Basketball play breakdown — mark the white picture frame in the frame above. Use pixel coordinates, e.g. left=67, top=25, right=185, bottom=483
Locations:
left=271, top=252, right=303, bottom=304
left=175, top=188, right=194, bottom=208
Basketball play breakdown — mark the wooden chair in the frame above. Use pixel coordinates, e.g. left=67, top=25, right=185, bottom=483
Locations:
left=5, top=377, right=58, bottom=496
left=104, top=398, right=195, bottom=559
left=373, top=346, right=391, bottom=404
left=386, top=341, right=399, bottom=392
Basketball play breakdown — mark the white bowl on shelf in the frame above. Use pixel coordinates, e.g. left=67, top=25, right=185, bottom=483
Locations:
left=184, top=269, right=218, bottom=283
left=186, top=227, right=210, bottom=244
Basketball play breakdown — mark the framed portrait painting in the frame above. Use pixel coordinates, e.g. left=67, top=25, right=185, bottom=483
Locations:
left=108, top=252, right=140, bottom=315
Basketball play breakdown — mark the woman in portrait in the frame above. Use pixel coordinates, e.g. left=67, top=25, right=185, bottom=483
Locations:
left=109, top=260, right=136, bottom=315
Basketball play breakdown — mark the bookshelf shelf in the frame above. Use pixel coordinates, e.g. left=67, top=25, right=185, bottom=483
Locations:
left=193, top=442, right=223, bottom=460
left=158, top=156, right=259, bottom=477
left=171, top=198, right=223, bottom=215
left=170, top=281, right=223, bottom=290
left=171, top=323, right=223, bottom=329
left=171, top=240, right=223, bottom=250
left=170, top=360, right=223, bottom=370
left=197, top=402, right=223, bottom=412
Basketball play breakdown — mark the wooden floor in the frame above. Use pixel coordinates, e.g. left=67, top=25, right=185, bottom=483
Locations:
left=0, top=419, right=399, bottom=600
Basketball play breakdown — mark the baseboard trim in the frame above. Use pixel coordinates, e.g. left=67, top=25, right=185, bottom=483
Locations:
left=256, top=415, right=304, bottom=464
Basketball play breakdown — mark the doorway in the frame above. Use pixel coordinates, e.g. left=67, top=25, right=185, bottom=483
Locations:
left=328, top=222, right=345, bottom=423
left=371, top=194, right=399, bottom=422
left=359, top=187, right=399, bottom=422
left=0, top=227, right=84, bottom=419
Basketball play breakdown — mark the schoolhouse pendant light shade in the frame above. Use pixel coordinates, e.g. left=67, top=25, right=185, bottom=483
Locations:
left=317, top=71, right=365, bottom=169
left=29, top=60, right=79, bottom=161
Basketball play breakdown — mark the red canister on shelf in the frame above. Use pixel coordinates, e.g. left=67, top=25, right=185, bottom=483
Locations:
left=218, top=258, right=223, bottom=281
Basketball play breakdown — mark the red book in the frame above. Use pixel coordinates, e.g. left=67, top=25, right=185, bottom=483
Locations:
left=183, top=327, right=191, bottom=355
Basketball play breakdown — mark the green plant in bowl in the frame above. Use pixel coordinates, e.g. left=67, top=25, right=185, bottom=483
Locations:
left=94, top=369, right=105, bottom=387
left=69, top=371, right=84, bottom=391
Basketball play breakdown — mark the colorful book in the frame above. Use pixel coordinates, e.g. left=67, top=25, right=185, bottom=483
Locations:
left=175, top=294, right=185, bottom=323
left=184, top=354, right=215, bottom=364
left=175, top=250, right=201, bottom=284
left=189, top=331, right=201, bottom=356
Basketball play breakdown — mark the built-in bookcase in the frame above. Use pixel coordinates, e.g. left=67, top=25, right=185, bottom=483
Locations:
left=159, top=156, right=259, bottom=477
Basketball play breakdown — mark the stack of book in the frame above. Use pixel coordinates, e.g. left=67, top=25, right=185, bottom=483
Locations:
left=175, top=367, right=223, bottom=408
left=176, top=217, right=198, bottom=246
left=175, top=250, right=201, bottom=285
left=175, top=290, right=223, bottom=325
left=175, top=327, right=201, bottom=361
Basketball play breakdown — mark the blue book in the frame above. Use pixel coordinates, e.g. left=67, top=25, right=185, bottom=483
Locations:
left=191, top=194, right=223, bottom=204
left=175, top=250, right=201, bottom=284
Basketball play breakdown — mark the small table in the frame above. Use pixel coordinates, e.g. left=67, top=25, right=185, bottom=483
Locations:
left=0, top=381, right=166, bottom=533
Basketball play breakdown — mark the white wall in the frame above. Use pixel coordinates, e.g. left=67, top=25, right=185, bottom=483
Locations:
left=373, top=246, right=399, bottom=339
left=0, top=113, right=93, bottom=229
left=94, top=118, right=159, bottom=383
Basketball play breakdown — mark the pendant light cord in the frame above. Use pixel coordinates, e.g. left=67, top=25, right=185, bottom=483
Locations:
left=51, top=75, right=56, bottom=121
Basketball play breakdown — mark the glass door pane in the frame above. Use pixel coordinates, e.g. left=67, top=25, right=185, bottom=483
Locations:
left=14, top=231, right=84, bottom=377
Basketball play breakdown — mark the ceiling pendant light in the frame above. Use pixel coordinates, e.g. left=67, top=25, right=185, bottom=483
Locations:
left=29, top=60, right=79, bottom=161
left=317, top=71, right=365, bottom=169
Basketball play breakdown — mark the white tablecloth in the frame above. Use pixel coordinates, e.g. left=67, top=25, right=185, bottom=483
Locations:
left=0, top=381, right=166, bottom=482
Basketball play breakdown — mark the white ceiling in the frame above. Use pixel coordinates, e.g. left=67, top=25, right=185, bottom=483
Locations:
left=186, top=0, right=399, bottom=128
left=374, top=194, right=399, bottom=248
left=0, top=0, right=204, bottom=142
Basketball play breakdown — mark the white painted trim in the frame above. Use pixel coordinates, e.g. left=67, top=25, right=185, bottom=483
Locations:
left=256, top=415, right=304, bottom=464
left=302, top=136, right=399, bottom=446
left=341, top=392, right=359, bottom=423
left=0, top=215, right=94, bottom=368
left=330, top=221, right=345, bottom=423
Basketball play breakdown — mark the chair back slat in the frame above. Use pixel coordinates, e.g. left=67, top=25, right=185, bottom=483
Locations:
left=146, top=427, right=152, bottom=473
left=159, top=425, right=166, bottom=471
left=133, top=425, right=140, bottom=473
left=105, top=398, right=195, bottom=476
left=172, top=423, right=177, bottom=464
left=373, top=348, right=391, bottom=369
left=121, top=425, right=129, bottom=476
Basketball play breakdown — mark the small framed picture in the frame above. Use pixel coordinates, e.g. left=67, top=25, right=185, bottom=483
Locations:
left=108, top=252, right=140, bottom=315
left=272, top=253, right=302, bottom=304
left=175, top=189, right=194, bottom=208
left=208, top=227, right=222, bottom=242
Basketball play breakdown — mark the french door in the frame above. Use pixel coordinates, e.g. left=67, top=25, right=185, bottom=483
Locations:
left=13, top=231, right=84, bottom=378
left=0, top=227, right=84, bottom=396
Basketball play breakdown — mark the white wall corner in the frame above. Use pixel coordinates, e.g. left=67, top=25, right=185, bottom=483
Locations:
:::
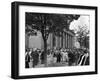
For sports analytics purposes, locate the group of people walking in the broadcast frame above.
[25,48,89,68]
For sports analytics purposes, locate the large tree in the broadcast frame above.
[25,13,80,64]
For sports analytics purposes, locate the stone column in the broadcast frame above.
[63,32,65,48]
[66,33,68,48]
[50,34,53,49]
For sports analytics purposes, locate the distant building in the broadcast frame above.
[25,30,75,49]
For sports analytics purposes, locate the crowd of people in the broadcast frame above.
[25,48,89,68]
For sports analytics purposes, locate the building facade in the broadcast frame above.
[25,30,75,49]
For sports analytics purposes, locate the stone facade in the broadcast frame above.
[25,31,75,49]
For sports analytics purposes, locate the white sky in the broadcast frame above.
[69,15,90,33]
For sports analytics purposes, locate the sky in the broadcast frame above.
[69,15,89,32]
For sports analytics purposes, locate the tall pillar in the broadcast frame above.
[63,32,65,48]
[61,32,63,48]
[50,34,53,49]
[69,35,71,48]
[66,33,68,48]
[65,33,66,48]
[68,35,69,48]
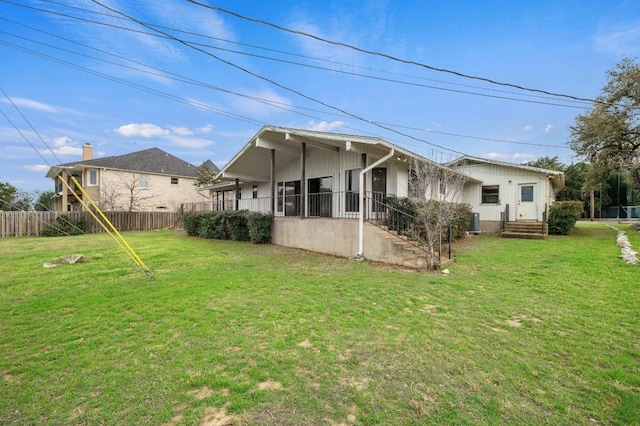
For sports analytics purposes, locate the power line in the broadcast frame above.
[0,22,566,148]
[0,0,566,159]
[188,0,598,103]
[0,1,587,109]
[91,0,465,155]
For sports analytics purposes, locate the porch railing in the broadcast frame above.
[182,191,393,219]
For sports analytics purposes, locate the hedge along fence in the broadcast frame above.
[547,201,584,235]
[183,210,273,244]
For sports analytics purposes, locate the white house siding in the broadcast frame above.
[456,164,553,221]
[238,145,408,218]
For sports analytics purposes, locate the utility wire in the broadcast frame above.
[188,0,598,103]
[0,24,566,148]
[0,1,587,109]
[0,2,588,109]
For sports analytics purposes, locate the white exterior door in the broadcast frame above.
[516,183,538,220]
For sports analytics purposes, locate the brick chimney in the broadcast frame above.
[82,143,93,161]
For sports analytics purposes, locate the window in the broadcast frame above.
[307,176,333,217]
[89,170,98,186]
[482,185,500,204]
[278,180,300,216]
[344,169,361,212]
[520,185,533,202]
:::
▸ Given instruction: Rewrite every line of the data in the stretch from the line containing "Basketball play breakdown — mark the white picture" through the line containing "left=175, top=188, right=194, bottom=208", both ends included, offsetting each box coordinate in the answers by -70. Leave all other text unchanged.

▸ Response below:
Basketball play breakdown — mark the white picture frame in the frame above. Use pixel coordinates, e.g. left=67, top=25, right=185, bottom=483
Locations:
left=201, top=182, right=233, bottom=234
left=105, top=118, right=124, bottom=138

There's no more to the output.